PROBLEMS TO WORK ON:
a – Answer these questions using the passage on the mining sector, one answer per line, marked the same way.
(i) Which country does the passage name as one where the negative environmental legacy of mining lives on?
(ii) Which two more visible benefits of mining does the passage mention?
(iii) What do mining companies require the host country to provide and enforce?
b – Carry the passage on the mining sector forward from its final sentence.

PASSAGE PROVIDED:
--- START ---

The reasons are not hard to understand. The negative environmental legacy of the mining sector lives on in many countries including South Africa. Globally, this is still a common basis for many communities to oppose mining. The sector’s social impact has also been variable, often leaving little behind it in the way of economic sustainability.

In recent decades, however, the industry’s responsiveness has been generally encouraging – paving the way to generating increasingly positive impacts in mining countries. These extend beyond the more visible benefits of adding to job creation and government revenue, to the frequently unseen effects of promoting good governance and legal frameworks for economic development.

Mining has historically proved to be a powerful pioneer industry in many countries around the world, and is still playing that role around Africa. A key aspect of being an early entrant into an evolving economy is that mining companies require the host country to provide and enforce ‘the rules of the game’. This in turn needs regulatory institutions within the state to make policy and apply laws and regulations.

--- END ---

DATASET CONTENT:
--- START ---

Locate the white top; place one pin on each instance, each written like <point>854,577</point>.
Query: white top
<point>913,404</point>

--- END ---

RESULTS OF THE EXERCISE:
a –
(i) South Africa
(ii) Adding to job creation and government revenue
(iii) 'The rules of the game'

b –
As mining has entered new regions, it has often provided the necessary pressure for governments to extend and clarify its regulatory frameworks for business to take place. Mining industry bodies have in fact frequently contributed directly to this process. For example, the Extractive Industries Transparency Initiative (EITI) is today the global standard for promoting the open and accountable management of oil, gas and mineral resources.

Guided by the principle that a country’s natural resources belong to its citizens, these efforts help introduce good global industry practice to host countries. Such practice is also promoted by international financial institutions, whose stringent environmental and social requirements raise the bar for responsible corporate behaviour.

Mining’s most positive impact on host countries has often been on stimulating secondary industries through its procurement. In the past, this has tended to be an organic process without much close monitoring or control. More recently, however, local procurement has been harnessed to help spread mining’s benefits within host countries and local communities.

Like all good ideas, of course, the execution of these policies needs the commitment of skilled and well-resourced practitioners. Mining companies are showing considerable commitment in their evolution of strategies and projects to enhance their positive impact – by using their supply chains to nurture local enterprises. Among the tools for progress is the Mining Local Procurement Reporting Mechanism developed by Engineers Without Borders.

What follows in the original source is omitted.